● **What to produce**:
State how many lines in the data below contain the string "sample". Treat case as significant, and reply with the number only.

(Data drawn from a collection)

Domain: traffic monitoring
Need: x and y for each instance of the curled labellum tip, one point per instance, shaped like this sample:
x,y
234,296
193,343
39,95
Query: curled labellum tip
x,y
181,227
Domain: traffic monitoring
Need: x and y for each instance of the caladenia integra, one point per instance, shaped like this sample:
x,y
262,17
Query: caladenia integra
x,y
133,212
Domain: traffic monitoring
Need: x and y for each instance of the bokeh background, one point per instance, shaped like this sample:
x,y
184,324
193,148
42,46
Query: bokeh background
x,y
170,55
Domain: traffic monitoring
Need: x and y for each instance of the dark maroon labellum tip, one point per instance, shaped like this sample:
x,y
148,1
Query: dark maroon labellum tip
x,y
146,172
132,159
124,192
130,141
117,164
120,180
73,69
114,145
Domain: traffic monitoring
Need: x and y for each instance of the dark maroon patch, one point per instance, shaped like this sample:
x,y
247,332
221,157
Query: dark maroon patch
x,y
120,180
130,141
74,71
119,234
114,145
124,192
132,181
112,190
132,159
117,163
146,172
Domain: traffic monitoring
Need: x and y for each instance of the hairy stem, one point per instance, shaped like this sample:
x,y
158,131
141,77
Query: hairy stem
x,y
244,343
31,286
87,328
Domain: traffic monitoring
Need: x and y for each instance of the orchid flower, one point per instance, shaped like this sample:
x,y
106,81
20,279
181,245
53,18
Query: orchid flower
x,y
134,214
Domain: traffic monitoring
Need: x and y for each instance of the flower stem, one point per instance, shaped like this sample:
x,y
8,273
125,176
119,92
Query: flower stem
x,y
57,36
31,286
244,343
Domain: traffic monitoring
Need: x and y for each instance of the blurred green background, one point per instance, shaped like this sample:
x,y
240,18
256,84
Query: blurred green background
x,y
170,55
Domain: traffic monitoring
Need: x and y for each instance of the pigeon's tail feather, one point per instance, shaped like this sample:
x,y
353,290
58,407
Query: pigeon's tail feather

● **Full solution**:
10